DIRECTIONS:
Change "instance" to "occurrence" in the records from the line with "One point belongs to each instance of the airplane, shown" to the line with "[[110, 54]]", and give those lines again with nothing else altered.
· · · · ·
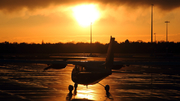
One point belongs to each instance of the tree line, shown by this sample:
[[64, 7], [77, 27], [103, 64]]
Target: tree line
[[97, 47]]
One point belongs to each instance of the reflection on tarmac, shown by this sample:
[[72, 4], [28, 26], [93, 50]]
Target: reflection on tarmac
[[30, 83]]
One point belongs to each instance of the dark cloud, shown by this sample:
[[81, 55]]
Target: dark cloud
[[13, 5]]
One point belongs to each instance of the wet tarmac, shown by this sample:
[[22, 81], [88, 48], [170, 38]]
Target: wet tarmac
[[28, 82]]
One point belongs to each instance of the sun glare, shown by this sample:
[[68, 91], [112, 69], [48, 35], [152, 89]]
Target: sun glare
[[85, 14]]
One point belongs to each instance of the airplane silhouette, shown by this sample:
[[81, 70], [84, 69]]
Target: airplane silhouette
[[88, 72]]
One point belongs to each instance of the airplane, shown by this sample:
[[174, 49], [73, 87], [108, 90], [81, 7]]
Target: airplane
[[88, 72]]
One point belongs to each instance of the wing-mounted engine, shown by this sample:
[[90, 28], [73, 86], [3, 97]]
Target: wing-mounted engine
[[56, 66]]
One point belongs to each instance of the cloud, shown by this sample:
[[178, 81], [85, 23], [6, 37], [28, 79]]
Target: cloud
[[14, 5]]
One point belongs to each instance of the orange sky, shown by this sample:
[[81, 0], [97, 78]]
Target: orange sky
[[53, 21]]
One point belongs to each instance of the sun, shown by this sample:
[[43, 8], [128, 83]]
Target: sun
[[85, 14]]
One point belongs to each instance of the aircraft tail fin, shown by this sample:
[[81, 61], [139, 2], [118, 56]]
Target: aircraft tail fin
[[110, 54]]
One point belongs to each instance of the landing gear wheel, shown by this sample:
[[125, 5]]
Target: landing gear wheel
[[107, 87], [70, 88]]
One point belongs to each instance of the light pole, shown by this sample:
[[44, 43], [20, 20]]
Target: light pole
[[167, 30], [155, 37], [91, 38], [152, 22]]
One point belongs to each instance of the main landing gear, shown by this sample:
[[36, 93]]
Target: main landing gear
[[107, 87]]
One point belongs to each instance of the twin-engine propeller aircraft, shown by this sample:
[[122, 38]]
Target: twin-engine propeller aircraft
[[85, 72], [88, 73]]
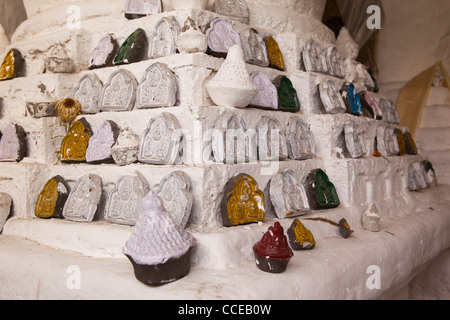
· · · · ·
SOLUTION:
One point belongs to each occurrence of the airplane, shown by this sample:
[[174, 49], [73, 87], [108, 90], [81, 7]]
Target: airplane
[[88, 72]]
One point belongs to each occurrence of the wing-mounted engine, shown by this sample:
[[90, 28], [73, 86], [3, 97]]
Target: wing-mounted engine
[[56, 66]]
One point belongs to each occurrence of the cloud, shown by this sample:
[[178, 81], [85, 23], [6, 37], [28, 79]]
Target: cloud
[[14, 5]]
One point belongs to each occurrence of the orange sky, shown by this sample:
[[81, 0], [97, 78]]
Target: orange sky
[[53, 21]]
One point belongs to each occurrence of the sun, shown by this sample:
[[43, 8], [128, 83]]
Target: sun
[[85, 14]]
One point belongs to each occurrence of the aircraft tail fin, shown by this sample:
[[81, 61], [139, 2], [118, 56]]
Target: aircraft tail fin
[[110, 54]]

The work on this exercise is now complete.